## WHAT IS NEEDED
In the obituaries below, what degree did Mrs. Emory receive from the University of Colorado, and in what year?

## TEXT FOR ANALYSIS
== Segment start ==

An enthusiastic gardener, Mrs. Emory had served as president of the Perennial Garden Club and had been a judge for the Federated Garden Clubs of Maryland.

Born Jule Trelease in New Orleans, she was raised in Montclair, N.J., and Colorado Springs, Colo., where she graduated from high school. She received a bachelor's degree in French from the University of Colorado in 1937.

She was married in 1939 to James A. Emory Jr., a state Department of Transportation planner, who died in 1990.

She was a member of Roland Park Presbyterian Church, 4801 Roland Ave., where services will be held at 11 a.m. tomorrow.

She is survived by a daughter, Sally Mai Emory of New York; and a sister, Jonibell T. Blair of Easton.

William A. Popa, 79, steamfitter, tavern owner

William A. Popa, a retired steamfitter and tavern owner, died Saturday of complications of asbestosis at the home of one of his sons in Pasadena. He was 79 and had lived in Ocean City.

== Segment end ==

## DATASET ENTRIES
== Segment start ==

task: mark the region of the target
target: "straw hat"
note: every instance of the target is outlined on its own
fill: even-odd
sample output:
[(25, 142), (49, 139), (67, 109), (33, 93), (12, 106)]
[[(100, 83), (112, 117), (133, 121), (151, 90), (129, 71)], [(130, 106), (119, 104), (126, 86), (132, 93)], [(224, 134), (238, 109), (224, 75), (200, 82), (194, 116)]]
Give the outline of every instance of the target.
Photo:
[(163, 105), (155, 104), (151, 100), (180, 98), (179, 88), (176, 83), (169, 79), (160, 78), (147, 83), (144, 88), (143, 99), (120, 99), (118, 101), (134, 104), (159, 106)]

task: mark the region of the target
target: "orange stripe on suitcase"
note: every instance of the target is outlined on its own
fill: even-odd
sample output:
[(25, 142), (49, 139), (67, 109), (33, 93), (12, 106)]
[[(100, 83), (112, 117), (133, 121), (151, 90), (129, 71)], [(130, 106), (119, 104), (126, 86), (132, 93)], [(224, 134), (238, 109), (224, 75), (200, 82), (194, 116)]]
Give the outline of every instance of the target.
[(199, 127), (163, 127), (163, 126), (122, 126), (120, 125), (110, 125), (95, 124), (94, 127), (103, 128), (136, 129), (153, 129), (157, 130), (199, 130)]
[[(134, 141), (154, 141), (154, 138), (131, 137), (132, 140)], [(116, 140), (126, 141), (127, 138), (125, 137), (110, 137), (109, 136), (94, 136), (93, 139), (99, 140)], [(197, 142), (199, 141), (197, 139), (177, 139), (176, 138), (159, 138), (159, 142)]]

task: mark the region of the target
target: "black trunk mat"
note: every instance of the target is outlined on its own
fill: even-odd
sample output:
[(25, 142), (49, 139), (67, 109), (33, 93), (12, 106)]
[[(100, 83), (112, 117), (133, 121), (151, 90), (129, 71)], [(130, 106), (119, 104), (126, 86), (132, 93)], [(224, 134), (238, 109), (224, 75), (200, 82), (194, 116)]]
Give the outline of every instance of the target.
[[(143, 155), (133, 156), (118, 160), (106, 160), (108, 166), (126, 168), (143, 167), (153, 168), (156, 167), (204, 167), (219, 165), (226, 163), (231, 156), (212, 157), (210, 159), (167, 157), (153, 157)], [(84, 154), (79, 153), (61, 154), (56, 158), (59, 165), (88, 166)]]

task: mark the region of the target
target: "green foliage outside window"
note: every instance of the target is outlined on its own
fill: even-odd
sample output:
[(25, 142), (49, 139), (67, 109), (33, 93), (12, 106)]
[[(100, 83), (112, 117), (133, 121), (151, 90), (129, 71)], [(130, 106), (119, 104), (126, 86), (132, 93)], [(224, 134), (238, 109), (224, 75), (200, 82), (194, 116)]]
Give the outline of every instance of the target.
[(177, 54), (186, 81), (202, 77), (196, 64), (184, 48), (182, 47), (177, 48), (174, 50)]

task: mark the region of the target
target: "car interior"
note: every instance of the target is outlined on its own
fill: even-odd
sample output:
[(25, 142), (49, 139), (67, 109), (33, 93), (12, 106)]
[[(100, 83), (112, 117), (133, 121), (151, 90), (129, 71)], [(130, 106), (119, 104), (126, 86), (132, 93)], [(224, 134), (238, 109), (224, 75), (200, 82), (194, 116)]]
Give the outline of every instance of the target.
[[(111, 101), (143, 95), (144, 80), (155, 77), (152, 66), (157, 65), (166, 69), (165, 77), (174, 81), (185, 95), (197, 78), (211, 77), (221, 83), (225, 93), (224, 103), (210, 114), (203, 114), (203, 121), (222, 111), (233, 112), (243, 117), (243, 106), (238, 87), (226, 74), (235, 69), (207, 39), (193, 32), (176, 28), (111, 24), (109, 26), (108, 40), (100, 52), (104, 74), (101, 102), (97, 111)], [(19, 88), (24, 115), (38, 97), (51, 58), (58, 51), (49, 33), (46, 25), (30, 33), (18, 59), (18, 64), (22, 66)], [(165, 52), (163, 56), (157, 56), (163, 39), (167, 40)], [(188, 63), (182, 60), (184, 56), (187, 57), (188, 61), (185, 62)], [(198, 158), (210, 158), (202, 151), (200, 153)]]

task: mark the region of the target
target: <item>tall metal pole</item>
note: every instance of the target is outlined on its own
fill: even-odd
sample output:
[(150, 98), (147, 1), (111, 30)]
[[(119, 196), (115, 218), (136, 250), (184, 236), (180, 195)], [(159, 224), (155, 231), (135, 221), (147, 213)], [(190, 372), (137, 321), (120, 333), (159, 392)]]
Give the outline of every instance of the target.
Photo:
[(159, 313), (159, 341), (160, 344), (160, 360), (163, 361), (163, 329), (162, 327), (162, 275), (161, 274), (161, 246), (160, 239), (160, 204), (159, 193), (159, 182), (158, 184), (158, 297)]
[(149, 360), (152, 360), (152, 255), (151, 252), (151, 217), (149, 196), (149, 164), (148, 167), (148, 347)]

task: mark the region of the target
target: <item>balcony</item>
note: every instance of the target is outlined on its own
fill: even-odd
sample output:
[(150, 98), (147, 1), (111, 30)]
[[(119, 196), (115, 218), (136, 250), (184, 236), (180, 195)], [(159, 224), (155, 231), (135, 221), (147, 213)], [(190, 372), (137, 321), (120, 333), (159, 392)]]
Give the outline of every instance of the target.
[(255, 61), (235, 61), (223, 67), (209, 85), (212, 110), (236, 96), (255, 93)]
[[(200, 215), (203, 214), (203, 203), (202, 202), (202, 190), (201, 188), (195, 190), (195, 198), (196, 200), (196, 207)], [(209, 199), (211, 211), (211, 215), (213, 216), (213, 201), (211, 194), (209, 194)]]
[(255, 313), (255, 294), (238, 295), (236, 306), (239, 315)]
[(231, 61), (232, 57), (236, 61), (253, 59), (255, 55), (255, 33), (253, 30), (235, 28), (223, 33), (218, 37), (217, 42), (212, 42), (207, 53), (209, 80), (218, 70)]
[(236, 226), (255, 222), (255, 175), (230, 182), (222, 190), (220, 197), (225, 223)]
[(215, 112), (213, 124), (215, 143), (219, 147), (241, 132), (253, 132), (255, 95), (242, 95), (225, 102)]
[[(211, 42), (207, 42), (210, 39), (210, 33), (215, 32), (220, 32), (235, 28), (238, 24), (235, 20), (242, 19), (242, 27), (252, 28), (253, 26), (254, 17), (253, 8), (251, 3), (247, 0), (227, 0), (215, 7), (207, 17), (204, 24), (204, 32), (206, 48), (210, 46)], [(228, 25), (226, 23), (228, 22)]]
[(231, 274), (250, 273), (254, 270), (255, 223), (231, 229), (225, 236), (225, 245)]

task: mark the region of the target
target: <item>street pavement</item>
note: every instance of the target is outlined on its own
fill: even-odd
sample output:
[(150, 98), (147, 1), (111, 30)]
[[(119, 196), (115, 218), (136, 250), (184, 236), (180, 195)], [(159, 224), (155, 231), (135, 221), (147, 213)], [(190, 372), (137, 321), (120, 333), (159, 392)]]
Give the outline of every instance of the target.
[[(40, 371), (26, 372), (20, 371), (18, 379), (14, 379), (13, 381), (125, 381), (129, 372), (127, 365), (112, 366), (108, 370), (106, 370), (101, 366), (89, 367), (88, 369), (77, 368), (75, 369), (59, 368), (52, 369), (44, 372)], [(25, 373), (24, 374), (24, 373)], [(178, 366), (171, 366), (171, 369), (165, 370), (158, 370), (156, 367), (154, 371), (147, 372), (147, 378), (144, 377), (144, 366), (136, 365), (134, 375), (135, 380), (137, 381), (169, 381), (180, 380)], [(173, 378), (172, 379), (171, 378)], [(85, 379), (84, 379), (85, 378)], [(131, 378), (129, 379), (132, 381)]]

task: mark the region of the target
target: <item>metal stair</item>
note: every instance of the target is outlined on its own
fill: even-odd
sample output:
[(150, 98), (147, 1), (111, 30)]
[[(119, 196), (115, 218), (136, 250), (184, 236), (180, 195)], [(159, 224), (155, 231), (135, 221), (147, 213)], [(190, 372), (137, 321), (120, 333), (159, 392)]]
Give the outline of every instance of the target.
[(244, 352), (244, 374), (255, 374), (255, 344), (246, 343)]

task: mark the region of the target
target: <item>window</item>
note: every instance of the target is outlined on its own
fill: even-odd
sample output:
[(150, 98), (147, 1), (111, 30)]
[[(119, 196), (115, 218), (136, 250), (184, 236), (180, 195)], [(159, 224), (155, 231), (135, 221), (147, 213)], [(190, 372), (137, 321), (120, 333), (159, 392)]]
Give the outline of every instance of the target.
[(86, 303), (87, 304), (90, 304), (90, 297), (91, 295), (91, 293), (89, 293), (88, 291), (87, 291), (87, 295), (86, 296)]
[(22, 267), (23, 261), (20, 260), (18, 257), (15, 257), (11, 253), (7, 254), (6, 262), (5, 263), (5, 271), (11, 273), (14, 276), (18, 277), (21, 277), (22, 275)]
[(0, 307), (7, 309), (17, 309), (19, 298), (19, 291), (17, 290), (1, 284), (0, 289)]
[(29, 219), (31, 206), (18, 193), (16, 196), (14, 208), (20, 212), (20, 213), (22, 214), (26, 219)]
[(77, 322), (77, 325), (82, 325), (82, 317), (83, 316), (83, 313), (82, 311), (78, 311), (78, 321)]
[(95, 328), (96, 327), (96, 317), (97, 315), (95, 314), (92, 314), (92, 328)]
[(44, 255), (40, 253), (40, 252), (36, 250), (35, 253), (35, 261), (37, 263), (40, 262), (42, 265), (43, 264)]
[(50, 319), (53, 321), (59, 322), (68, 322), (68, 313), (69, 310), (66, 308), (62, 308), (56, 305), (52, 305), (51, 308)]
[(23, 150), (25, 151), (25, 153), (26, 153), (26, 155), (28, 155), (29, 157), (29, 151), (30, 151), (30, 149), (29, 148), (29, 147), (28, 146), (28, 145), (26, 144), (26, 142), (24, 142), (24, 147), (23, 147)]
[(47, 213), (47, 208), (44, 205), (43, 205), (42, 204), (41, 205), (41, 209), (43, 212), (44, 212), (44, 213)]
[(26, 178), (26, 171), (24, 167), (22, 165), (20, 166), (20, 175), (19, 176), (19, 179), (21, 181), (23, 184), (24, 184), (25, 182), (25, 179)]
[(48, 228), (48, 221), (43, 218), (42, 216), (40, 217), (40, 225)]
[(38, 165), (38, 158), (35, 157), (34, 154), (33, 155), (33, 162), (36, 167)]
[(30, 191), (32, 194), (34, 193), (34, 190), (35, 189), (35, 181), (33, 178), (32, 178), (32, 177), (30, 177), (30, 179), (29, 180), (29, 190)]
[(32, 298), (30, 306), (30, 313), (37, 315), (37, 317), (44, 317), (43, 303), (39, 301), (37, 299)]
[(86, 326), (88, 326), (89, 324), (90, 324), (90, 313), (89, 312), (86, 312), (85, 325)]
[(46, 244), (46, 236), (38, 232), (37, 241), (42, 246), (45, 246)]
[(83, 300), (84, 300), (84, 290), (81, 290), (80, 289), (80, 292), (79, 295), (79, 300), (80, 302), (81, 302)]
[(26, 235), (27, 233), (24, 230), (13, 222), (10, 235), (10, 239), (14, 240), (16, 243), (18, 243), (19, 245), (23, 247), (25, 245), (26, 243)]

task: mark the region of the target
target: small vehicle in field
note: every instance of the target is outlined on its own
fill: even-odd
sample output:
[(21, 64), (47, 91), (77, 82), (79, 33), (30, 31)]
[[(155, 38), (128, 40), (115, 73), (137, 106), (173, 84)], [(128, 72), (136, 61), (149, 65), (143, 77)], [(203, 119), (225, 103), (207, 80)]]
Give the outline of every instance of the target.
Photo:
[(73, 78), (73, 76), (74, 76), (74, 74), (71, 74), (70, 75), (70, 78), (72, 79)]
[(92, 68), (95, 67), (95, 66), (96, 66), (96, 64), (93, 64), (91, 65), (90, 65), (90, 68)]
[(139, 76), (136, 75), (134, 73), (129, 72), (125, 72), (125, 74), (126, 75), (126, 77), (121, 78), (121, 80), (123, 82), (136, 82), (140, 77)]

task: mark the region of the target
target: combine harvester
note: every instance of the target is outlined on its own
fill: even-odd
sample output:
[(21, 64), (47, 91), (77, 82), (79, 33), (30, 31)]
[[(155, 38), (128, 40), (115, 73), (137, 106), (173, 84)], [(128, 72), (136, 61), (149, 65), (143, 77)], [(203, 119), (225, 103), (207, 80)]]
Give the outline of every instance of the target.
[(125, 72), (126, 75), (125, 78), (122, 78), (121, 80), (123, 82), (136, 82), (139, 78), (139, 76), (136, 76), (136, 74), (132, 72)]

== Segment end ==

## ANSWER BOX
A bachelor's degree in French, in 1937.